## Passage to read
'''
Our training protocols port nicely to the WAN settings. On average, our networks are only about 5x slower over WAN than over LAN. This is is due to the low communication load and round-trip of our protocols.”

As mentioned above, the authors get running times that are in the order of days, depending on the complexity of the neural network. We remark that these results are for neural networks for simple learning tasks such as MNIST.

Evaluating a Neural Network

Now I explore approaches that aim at solving the problem of evaluating a neural network whilst preserving the privacy of both the input and the model.¹ This setting is very natural. For example, imagine a company that has made a considerable investment training a model, with the goal of profiting from it by running, say, Machine Learning as a Service (MLaaS). The company would not want its model to be leaked as it constitutes a valuable asset, so clients send their inputs to the company for inference. However, depending on the application, these inputs may be sensitive and clients may not be willing to give away their data. The techniques presented below aim at resolving precisely this issue.
'''
Point annotation dataset records
'''
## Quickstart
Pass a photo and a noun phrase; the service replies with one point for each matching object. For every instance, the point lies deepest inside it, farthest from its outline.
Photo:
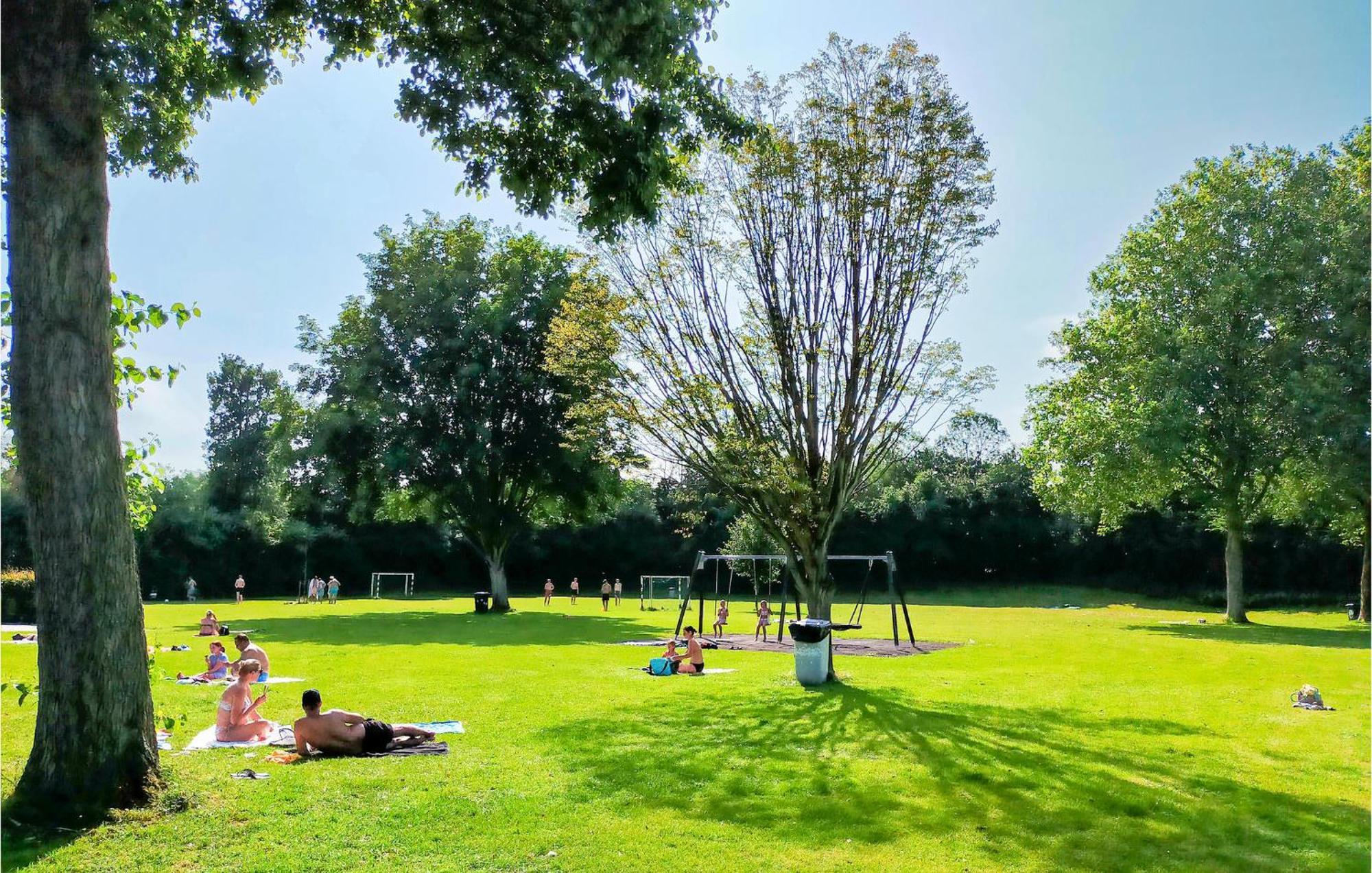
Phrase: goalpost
(659, 587)
(407, 581)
'''
## Written problem
According to the passage on privacy-preserving neural networks, why do the training protocols run only about 5x slower over WAN than over LAN? Answer in one to three sentences. You won't need the records for anything here.

## Solution
It's because the protocols have a low communication load and round-trip.